**PROBLEM TO WORK ON**
Which tracks does the Prince album ranking below list as key tracks for Dirty Mind?

**SOURCE DOCUMENT**

:::::

I’m sure some purists think I’m ranking Musicology too high, but it shouldn’t be forgotten how this album pulled Prince from the nostalgic depths of my parents’ generation and re-introduced him to an entirely new fanbase who had grown up on his hits, but had failed to understand the man in the living flesh. In one fell swoop, he went from weird personality of the past to elder statesmen of rock and roll, setting up a series of albums and television appearances that cemented him as the most talented performer of the era. Without Musicology there is no Super Bowl halftime show, no “Black Sweat,” no surprise American Idol appearances. In one crucial moment of his career, Prince made the decision to not die, but rather, dance his life away.

Key Tracks: “Musicology,” “Illusion, Coma, Pimp & Circumstance,” “A Million Days,” “Life O’ the Party,” “Call My Name,” “Cinnamon Girls,” “What Do U Want Me 2 Do?” “The Marrying Kind,” “If Eye Was the Man in Ur Life,” “Reflection”

9. Dirty Mind (1980)

Certainly the Beatles, the Rolling Stones, and Stevie Wonder evolved their sound from record to record; but no artist, before or since, has ever made the type of 180-degree turn 22-year-old Prince Rogers Nelson made with his first masterpiece, Dirty Mind. On his first two albums, Prince was a Stevie Wonder prototype — a significant talent for sure — but one playing relatively standard R&B for the 1970s. With a new decade in front of him, Prince flipped the script of an entire career, changing his sound, image, and clothing choices into that of a Minneapolis sex freak who was going to push the boundary of what black musicians were allowed to do. Rather than use traditional horns for emphasis, Prince structured melodies around synthesizers, recording the entire album in his home studio and cutting the tracks down to their bare-bone parts. Indeed, Dirty Mind still sounds like a collection of brilliant demos recorded in a basement. It solidified his songwriting template (later known as the “Minneapolis Sound”) and changed the lives of those who heard it, as Prince began to establish himself as the adult-alternative to Michael Jackson. Halfway across the country, Anthony Kiedis heard the title track and decided to start a group called the Red Hot Chili Peppers.

Dirty Mind” sets the tone early: “There’s something about you baby, it happens every time; whenever I’m around you baby, I get a dirty mind.” And folks, that’s about as tame as it gets. “When You Were Mine” is an emo-lovers dream (influencing every song Fall Out Boy ever recorded), as Prince talks about a threesome gone awry when his girlfriend seems to take more to the second man. “Do It All Night” is piano-driven funk that dares you not to dance to it, while “Uptown” celebrates the androgynous Minneapolis music scene that would be immortalized four years later in the film Purple Rain: “She said ‘Are you gay?’ Kinda took me by surprise, didn’t know what to do; just looked her in her eyes, and I said, ‘No, are you?” Then there’s “Head,” which literally caused early-Revolution keyboardist Gayle Chapman to quit the band when she refused to perform lyrics about a woman who gets picked up by Prince on her way to her own wedding and loses her virginity to him instead. Chapman was replaced by Lisa Coleman, beginning an important six year partnership that helped Prince expand his musical palate. And then there’s “Sister.” Yeah, I’m not even touching that one…

Key Tracks: “Dirty Mind,” “When You Were Mine,” “Do It All Night,” “Uptown,” “Head,” “Partyup”

8. Parade (1986)

:::::

**ENTRIES SUPPLIED**
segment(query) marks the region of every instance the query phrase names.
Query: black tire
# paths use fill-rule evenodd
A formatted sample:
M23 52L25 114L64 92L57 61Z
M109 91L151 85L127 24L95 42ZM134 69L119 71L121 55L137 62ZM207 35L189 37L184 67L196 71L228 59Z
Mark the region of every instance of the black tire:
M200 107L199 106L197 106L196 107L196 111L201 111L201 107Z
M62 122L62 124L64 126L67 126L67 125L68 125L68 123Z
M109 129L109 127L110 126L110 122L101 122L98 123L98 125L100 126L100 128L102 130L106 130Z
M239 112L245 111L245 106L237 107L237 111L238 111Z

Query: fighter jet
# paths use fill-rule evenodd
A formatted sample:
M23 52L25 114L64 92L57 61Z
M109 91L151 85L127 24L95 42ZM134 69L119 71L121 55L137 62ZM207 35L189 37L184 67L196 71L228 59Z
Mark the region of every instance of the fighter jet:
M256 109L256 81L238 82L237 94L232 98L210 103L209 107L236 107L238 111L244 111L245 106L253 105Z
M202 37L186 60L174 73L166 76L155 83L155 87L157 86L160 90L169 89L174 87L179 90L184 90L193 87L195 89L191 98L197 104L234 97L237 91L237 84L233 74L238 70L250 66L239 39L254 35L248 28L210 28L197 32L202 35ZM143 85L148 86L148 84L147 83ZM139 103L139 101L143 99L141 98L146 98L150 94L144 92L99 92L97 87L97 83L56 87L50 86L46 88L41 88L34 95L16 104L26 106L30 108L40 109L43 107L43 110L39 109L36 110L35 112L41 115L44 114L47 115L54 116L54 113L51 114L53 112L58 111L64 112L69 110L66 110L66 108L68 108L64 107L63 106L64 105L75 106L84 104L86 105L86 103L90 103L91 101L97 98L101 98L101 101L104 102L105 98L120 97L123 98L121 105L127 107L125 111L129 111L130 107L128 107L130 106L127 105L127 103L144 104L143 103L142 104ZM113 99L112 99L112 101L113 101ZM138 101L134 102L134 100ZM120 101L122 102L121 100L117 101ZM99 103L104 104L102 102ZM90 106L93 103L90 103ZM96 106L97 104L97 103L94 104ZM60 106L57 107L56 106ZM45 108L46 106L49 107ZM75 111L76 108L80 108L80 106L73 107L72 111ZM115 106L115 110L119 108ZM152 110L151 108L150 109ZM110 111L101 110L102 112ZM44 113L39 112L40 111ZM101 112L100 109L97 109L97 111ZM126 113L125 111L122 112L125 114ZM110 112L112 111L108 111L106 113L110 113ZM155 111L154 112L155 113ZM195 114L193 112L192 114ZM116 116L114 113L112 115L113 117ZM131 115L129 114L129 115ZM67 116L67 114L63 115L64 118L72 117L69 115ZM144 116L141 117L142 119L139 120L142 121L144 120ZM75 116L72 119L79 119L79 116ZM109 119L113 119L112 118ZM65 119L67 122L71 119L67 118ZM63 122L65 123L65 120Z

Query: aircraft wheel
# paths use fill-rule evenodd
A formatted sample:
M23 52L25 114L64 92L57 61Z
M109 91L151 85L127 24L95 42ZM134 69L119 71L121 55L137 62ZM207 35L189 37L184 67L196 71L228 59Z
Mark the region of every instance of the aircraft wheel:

:::::

**RESULT**
"Dirty Mind," "When You Were Mine," "Do It All Night," "Uptown," "Head," and "Partyup"